WORK ORDER 1 –
Copy the passage from "I know there's" to "in that camp." from the text on healthcare reimbursement, word for word.
WORK ORDER 2 –
Using the text on healthcare reimbursement, decide whether each statement below agrees with it. Answer yes or no for each and quote the deciding words.
(a) The writer says reworking the reimbursement model would be easy to implement.
(b) Brian Klepper posts at the Health Care Blog.
(c) The writer says eliminating wasteful procedures should appeal only to liberals.
WORK ORDER 3 –
Answer these questions from the text on healthcare reimbursement:
(a) Whose experience with lean process improvement does the writer mention?
(b) What fraction of the largest economy in the world does the writer say such a change would affect?
(c) Besides Brian Klepper, who does the writer say has been beating this drum for years?

After thinking about Virginia Mason's experience with lean process improvement, it's become even clearer to me that the simplest, most a-political solution to the healthcare mess in America is a reworking of the reimbursement model to encourage value-add services and discourage wasteful services. This, of course, is still a highly political issue and would be very difficult to implement. Any time you make a change to 1/6 of the largest economy in the world in a way that creates many winners and losers, it's a political solution, there is no avoiding it. But, reworking the reimbursement models in America would be the least ideologically-driven move we can make in health care right now. Eliminating wasteful procedures that don't add value should appeal to the liberal and conservative alike. It should appeal to everybody except for the doctors and hospitals who have been getting rich performing unnecessary services, but that's one group that can not be appeased by any solution that actually solves anything. And it's possible that a health care system that consistently delivers value instead of waste will allow providers to make as much as they were making before, but will simply result in a much healthier populace.
I know there's a lot of talk about this around the web right now. Brian Klepper, who posts from time to time at the Health Care Blog and at Bob Laszewski's Health Policy Blog, has been beating this drum for years, as has Maggie Mahar. Consider me fully in that camp.

DATA FOR REVIEW –
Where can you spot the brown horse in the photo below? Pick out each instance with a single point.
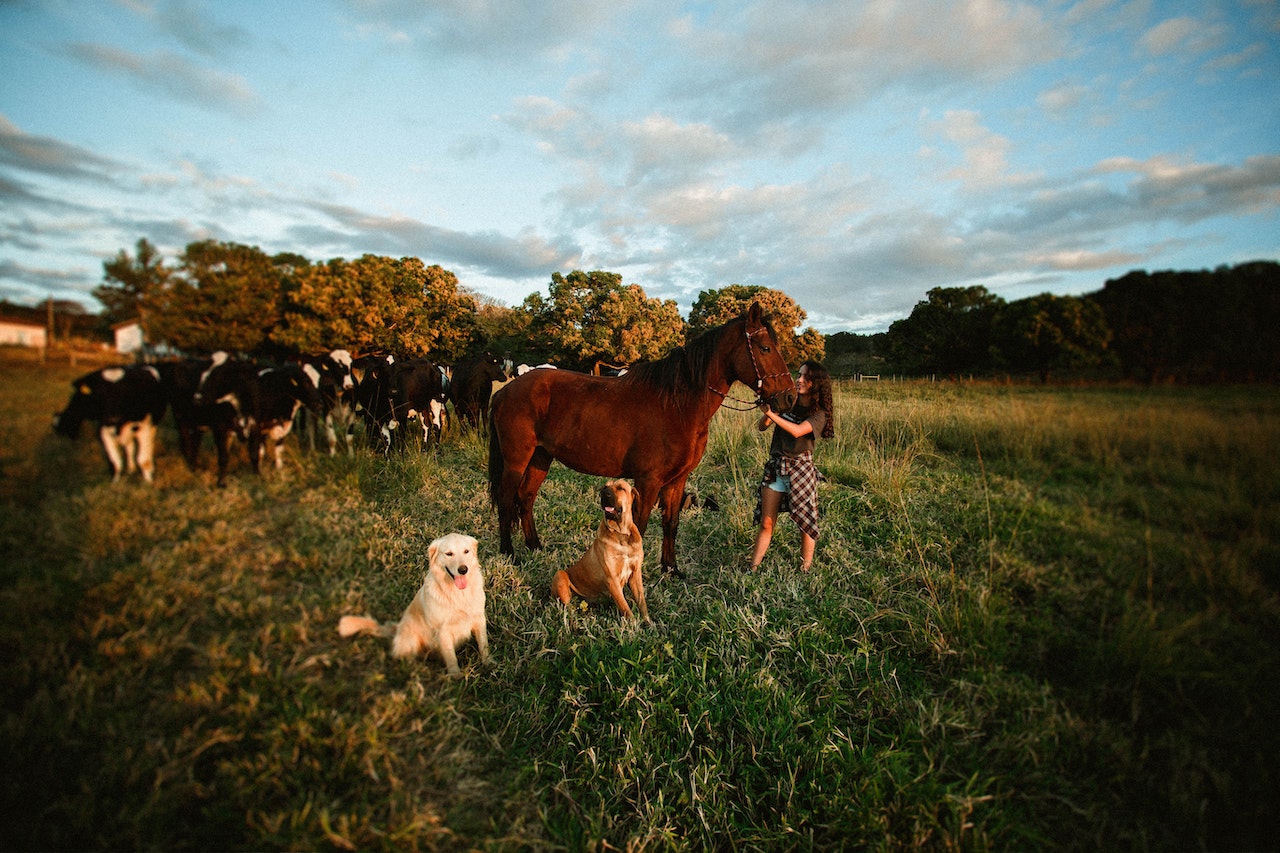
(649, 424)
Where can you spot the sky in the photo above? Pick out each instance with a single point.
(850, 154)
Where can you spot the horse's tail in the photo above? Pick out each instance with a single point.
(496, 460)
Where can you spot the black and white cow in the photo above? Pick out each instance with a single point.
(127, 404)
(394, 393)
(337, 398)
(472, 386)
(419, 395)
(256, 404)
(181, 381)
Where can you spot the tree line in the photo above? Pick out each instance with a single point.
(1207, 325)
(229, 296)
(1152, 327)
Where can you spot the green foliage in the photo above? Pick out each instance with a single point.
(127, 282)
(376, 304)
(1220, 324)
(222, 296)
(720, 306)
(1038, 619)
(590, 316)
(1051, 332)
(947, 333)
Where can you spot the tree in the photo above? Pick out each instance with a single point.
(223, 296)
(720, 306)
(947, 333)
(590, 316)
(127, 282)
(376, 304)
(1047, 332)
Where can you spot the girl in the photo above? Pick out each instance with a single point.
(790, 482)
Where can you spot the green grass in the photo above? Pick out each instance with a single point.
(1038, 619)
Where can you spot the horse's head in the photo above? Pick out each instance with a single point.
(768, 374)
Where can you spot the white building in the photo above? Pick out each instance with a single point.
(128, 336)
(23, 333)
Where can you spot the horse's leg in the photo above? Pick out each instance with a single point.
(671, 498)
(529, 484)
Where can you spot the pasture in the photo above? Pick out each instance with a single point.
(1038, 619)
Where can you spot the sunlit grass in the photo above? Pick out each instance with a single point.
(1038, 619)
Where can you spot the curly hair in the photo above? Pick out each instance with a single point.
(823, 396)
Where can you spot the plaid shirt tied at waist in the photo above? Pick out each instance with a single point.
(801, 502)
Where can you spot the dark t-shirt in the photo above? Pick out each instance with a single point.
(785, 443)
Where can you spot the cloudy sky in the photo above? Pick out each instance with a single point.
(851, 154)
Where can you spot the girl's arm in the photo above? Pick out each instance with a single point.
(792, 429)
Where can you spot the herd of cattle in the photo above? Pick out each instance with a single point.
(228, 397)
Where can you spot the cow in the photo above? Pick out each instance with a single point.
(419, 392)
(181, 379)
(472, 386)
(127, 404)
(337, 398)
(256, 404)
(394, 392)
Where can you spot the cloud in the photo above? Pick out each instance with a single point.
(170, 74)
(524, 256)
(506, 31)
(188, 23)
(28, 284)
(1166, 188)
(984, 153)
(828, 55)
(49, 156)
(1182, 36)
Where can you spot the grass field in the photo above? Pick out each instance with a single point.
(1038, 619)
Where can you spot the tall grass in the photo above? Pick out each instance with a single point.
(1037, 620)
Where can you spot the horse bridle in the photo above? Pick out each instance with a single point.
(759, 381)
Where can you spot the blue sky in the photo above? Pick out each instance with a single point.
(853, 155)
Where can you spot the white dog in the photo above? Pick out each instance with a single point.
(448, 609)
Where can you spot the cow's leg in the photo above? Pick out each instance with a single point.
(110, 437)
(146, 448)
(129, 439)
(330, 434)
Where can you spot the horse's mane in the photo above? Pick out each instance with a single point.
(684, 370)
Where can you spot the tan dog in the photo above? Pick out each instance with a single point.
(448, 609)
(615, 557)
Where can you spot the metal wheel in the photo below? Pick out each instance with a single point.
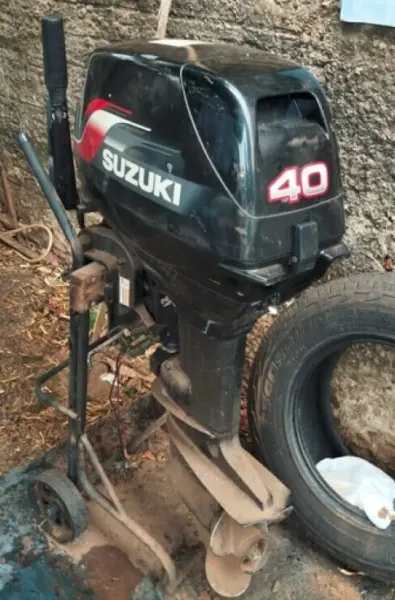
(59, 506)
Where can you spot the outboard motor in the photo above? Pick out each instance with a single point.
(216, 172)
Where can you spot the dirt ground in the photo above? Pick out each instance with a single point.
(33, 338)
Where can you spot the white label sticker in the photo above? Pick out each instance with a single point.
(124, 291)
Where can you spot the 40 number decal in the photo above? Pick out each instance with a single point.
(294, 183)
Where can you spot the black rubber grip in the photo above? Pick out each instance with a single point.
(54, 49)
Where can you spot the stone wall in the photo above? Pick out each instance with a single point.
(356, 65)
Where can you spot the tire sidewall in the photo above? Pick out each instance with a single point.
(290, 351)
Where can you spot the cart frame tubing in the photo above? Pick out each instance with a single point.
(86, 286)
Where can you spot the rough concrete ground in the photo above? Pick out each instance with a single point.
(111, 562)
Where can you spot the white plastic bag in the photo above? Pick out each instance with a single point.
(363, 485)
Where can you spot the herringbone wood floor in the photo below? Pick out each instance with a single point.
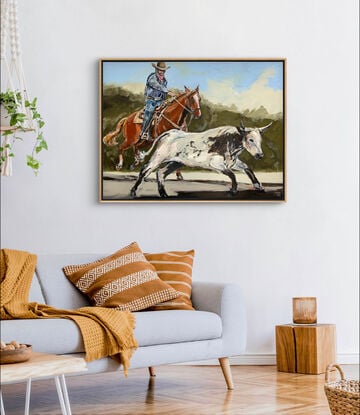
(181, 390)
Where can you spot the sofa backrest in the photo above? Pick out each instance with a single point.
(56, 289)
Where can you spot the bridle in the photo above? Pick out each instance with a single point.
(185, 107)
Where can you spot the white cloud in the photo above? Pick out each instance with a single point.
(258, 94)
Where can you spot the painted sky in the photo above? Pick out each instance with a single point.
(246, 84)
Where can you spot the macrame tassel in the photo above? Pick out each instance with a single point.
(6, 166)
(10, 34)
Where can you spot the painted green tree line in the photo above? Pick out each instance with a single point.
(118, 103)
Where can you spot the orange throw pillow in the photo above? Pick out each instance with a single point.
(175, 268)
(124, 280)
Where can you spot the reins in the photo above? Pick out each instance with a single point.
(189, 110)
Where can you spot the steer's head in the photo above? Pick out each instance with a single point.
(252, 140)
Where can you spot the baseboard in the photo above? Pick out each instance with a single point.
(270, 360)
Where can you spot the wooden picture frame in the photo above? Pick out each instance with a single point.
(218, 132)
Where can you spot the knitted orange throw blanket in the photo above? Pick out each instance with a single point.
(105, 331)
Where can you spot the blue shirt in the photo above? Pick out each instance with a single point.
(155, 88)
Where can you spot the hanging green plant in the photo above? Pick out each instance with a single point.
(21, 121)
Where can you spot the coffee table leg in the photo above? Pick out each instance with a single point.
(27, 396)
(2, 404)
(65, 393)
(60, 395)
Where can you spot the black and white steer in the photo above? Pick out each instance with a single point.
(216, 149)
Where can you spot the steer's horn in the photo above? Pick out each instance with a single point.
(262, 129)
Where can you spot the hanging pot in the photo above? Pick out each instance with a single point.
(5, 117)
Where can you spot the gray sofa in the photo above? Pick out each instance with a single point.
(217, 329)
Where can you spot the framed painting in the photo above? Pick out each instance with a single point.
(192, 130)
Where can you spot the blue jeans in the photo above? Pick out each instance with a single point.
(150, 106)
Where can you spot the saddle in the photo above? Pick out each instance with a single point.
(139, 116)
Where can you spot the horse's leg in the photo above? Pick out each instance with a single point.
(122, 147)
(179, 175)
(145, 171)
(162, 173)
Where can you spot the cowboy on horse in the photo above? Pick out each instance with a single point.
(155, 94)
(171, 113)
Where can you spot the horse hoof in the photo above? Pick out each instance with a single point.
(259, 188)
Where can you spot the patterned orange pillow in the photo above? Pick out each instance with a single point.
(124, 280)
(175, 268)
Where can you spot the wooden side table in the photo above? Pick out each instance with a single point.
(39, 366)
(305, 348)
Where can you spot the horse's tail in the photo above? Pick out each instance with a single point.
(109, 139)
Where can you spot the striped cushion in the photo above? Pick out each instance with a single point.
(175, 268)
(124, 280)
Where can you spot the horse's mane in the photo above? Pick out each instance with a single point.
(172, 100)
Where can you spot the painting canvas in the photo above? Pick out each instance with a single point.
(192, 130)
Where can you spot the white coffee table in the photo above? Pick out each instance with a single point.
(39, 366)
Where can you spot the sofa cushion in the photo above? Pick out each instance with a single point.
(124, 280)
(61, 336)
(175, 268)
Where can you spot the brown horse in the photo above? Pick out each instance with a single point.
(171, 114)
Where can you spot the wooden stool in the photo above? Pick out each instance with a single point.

REPLY 1 –
I know there's a lot of talk about this around the web right now. Brian Klepper, who posts from time to time at the Health Care Blog and at Bob Laszewski's Health Policy Blog, has been beating this drum for years, as has Maggie Mahar. Consider me fully in that camp.

REPLY 2 –
(a) No: "would be very difficult to implement"
(b) Yes: "Brian Klepper, who posts from time to time at the Health Care Blog"
(c) No: "should appeal to the liberal and conservative alike"

REPLY 3 –
(a) Virginia Mason's
(b) 1/6
(c) Maggie Mahar